• [PARTES DEL EJERCICIO]:
• 1. Por favor, reproduce del hilo sobre la Partner Patagónica el fragmento que va de "Mas que nada" a "faroles e interiores.".
• 2. Contesta estas preguntas según el hilo sobre la Partner Patagónica:
(a) ¿En qué planta se fabrica la Partner Patagónica?
(b) ¿Desde hace cuánto se vende en Europa un restyling muy parecido?
(c) ¿Qué dos modelos fabricaba Autolatina con el mismo casco y motor?

• [TEXTO DEL HILO]:
# Partner Patagónica = Berlingo



## DOSMETROS (Ago 1, 2010)

Peugeot lanza la nueva Partnet Patagónica, hecha en la Planta de Palomar (Villa Bosch) y montada sobre el mismo casco que la Berlingo Citroen.

http://www.cronista.com/notas/229711-peugeot-lanza-la-nueva-partner-patagonica

http://argentinaautoblog.blogspot.com/2010/03/primicia-peugeot-ensaya-una-version.html









Saludos !


----------



## HADES (Ago 1, 2010)

O sea que es un auto de la Industria Automtriz Argentina???


----------



## DOSMETROS (Ago 1, 2010)

No , se trata de un restyling super similar al que se comercializa en Europa desde hace casi diez años.

Mas que nada me sorprendió que la planta de Palomar primero fue de Fiat, mi novia de la Universidad vivia en Martín Coronado , así que solía ir a ver como probaban los coches en su pista ; luego fue "Autolatina" que fabricaba un *Ford y un Wolskwagen con el mismo casco y motor* (VW Pointer y Ford Galaxy) , lo único que variaba era el chaperío de cola y trompa , faroles e interiores.

Y ahora PSA Peugeot-Citröen repite la historia en la misma planta 

Saludos !


----------

• [REGISTROS PROPORCIONADOS]:
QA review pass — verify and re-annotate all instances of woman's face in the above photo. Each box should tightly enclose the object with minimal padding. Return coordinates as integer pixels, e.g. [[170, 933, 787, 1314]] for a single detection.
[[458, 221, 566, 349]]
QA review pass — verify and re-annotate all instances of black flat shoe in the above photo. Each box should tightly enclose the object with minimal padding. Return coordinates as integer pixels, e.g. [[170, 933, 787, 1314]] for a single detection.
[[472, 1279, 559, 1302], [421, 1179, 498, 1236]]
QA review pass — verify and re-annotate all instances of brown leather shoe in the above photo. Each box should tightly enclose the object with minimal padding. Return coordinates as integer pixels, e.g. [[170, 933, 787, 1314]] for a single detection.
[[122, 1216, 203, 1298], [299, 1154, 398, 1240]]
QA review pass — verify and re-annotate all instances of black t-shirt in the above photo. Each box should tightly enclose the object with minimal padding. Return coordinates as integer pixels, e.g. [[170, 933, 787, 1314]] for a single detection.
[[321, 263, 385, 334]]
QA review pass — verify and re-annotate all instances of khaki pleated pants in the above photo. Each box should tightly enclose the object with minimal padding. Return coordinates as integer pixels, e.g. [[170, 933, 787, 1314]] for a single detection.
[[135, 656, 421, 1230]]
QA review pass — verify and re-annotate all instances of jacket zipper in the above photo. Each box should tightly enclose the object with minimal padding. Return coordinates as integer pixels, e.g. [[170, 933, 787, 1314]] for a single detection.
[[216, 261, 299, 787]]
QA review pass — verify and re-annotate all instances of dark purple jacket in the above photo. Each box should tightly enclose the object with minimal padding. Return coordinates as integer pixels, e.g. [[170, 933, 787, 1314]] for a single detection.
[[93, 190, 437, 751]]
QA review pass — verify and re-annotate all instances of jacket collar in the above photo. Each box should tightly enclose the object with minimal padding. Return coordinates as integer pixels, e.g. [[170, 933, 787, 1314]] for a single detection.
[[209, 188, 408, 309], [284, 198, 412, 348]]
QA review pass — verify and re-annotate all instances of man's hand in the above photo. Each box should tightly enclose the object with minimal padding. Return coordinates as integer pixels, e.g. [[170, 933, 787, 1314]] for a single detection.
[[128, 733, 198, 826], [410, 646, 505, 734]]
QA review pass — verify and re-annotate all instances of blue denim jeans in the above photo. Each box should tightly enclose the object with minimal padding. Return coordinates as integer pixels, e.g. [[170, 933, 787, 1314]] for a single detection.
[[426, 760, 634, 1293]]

• [RESPUESTAS A EJERCICIOS]:
• 1.
Mas que nada me sorprendió que la planta de Palomar primero fue de Fiat, mi novia de la Universidad vivia en Martín Coronado , así que solía ir a ver como probaban los coches en su pista ; luego fue "Autolatina" que fabricaba un *Ford y un Wolskwagen con el mismo casco y motor* (VW Pointer y Ford Galaxy) , lo único que variaba era el chaperío de cola y trompa , faroles e interiores.

• 2.
(a) En la Planta de Palomar (Villa Bosch).
(b) Desde hace casi diez años.
(c) El VW Pointer y el Ford Galaxy.